- [Work request]:
Answer these questions using the pediatric liver transplant abstract below:
(a) For diagnosing what condition is ddcfDNA called a promising biomarker?
(b) What liver function test level led to a for-cause biopsy?
(c) Under which criteria did the pathologists classify the histopathological outcomes?

- [Document text]:
....................

Introduction: Timely detection and management of graft injury is essential for favorable long-term outcomes in pediatric liver transplant (LT). New non-invasive biomarkers may offer potential for enhanced clinical surveillance. We assessed donor-derived cell-free DNA (ddcfDNA), a promising biomarker for diagnosis of acute rejection, in combination with liver function tests (LFTs) on biopsy-proven acute rejection (BPAR) cases.
Methods: A cross-sectional study including pediatric LT patients undergoing surveillance or for-cause biopsy was performed. Biopsy-paired blood samples were collected and stored until ddcfDNA quantification (AlloSeq cfDNA, CareDx). Demographic, peritransplant, and biochemical data were collected. The histopathological outcomes were independently classified by two pathologists according to the Banff criteria. Patients underwent surveillance biopsy if their LFTs<2 the upper limit normal (ULN) while for-cause biopsy was performed if their LFTs≥2ULN. Patients in the surveillance biopsy group included BPAR-free and subclinical-BPAR (subBPAR) cases according to histopathology assessment. ROC curves were used to evaluate ddcfDNA’s and LFTs' performance for diagnosing BPAR and to establish a ddcfDNA threshold that could be used with LFT for identifying subBPAR from other clinically stable patients.

....................

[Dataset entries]
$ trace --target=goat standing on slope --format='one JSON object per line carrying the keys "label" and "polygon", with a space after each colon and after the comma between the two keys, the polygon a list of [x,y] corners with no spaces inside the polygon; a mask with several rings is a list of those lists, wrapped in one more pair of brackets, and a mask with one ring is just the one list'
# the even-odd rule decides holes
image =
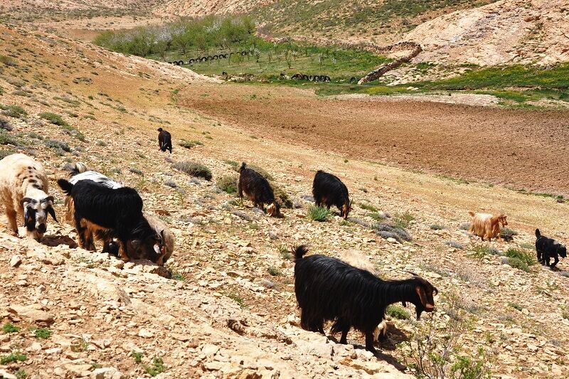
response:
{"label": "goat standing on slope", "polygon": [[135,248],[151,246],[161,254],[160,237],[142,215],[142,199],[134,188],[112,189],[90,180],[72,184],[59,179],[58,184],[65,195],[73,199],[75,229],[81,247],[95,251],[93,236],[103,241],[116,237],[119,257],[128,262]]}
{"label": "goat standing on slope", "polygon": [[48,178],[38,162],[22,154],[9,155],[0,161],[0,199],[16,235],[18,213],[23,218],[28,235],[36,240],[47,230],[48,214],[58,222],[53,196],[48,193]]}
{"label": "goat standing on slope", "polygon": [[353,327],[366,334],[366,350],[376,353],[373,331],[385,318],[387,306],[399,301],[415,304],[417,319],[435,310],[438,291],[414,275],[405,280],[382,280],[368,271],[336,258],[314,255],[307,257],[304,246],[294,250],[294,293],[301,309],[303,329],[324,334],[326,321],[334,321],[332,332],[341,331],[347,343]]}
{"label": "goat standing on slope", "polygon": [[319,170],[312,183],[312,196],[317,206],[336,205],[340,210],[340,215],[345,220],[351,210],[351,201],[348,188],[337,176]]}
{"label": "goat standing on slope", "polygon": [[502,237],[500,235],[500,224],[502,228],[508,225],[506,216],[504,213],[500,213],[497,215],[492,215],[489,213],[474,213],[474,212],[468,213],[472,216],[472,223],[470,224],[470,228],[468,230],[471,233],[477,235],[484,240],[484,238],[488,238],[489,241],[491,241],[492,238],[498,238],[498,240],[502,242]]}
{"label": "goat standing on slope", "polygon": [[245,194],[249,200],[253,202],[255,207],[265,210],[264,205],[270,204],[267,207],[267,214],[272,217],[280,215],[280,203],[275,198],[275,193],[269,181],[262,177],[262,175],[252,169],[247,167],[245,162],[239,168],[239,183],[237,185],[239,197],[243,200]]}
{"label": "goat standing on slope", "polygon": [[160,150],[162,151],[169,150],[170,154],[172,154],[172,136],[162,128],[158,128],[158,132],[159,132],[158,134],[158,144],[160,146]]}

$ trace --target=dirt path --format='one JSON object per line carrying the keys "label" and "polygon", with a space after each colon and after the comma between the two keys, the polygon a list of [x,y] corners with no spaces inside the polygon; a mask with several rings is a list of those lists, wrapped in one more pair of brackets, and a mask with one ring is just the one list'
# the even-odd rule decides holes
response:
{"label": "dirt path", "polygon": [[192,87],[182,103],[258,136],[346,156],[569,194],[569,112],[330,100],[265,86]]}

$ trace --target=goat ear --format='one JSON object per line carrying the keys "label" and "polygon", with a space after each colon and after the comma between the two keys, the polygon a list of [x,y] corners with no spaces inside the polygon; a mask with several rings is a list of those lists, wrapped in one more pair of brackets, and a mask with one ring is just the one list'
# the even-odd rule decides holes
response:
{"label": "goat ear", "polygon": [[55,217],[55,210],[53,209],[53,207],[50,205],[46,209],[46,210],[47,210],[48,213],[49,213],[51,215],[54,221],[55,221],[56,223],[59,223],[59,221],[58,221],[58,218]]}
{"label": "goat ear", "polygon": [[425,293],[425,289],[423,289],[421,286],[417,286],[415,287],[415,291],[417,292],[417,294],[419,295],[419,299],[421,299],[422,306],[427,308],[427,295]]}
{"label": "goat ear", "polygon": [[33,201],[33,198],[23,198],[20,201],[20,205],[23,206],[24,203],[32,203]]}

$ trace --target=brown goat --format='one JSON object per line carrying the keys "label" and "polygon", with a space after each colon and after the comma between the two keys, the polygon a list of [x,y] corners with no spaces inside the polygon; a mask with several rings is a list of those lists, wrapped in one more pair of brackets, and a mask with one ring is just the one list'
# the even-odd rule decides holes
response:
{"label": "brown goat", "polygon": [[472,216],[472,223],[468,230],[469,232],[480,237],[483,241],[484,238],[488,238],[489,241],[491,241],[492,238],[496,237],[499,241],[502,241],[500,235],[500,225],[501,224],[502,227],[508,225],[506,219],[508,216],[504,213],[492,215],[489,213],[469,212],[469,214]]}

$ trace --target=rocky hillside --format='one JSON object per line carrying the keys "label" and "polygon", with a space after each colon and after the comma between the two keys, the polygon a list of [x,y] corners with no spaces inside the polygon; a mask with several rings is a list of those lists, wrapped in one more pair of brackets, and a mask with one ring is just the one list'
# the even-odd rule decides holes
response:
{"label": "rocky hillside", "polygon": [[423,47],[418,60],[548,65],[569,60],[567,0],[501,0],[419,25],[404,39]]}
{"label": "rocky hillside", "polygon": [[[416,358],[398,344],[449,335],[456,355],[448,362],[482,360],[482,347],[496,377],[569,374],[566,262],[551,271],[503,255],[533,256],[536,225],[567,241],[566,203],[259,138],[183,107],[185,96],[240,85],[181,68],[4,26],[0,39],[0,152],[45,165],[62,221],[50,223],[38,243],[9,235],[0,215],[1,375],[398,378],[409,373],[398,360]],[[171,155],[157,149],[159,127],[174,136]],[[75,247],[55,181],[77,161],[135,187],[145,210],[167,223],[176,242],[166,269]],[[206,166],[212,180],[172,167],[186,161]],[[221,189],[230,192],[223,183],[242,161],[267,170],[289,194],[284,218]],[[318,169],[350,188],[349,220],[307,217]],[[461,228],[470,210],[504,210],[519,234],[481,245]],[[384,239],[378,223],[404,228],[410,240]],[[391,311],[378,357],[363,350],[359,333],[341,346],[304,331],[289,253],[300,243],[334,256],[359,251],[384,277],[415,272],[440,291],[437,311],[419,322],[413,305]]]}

....................

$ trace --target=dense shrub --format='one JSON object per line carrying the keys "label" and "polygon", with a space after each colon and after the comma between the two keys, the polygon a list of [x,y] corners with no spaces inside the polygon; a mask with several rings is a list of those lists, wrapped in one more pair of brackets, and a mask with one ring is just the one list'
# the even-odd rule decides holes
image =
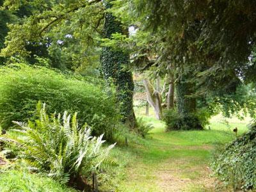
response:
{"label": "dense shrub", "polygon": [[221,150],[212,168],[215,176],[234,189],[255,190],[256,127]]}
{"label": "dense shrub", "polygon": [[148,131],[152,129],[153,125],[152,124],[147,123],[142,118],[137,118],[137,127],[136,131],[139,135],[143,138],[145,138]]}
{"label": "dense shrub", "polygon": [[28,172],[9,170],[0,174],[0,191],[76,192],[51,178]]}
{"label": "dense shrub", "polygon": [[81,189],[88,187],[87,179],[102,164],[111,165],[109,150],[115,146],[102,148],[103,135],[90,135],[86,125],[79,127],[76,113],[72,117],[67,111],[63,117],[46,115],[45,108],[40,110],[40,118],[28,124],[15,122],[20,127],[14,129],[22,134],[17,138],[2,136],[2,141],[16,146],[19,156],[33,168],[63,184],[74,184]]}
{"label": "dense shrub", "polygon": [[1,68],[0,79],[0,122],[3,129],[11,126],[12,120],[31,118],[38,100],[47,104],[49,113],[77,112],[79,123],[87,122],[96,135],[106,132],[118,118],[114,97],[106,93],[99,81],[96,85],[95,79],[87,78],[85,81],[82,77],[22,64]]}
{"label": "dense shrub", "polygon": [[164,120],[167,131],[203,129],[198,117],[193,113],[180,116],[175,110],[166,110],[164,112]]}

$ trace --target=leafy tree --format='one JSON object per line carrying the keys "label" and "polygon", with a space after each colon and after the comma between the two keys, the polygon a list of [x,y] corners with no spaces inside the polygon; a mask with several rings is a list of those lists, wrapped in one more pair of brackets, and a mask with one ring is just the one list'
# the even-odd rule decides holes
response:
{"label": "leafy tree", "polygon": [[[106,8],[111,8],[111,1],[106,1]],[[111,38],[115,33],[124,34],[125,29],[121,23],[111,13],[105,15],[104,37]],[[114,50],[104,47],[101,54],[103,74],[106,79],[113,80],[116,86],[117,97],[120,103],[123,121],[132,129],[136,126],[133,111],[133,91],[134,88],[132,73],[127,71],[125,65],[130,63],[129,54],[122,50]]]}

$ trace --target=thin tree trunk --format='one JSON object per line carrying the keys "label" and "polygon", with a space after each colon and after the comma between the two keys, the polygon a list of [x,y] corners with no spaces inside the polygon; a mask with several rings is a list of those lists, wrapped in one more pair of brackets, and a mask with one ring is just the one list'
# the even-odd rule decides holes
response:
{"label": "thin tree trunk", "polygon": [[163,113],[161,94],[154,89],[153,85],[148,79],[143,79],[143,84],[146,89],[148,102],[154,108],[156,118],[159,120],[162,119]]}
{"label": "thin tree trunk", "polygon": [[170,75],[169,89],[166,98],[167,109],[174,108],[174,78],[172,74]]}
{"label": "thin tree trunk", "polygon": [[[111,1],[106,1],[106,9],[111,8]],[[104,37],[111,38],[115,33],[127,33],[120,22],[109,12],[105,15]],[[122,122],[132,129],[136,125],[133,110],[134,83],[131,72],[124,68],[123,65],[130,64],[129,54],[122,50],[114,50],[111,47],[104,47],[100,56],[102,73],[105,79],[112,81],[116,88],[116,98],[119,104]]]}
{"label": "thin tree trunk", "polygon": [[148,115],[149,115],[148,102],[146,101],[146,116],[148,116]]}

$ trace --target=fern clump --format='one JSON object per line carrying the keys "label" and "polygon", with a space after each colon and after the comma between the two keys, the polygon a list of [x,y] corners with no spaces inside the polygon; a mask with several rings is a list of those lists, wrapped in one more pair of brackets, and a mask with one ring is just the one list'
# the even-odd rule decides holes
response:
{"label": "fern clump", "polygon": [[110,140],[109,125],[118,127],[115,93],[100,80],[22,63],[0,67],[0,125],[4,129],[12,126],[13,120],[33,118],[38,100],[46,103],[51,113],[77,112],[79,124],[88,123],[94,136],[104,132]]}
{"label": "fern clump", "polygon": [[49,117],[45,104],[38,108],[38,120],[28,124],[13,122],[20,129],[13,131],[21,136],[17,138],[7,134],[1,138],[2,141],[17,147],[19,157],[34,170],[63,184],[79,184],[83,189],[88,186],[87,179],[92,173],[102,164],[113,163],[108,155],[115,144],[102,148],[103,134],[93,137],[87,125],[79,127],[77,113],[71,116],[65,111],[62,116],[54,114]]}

....................

- [Reply]:
(a) Acute rejection.
(b) Liver function tests at or above twice the upper limit of normal (LFTs≥2ULN).
(c) The Banff criteria.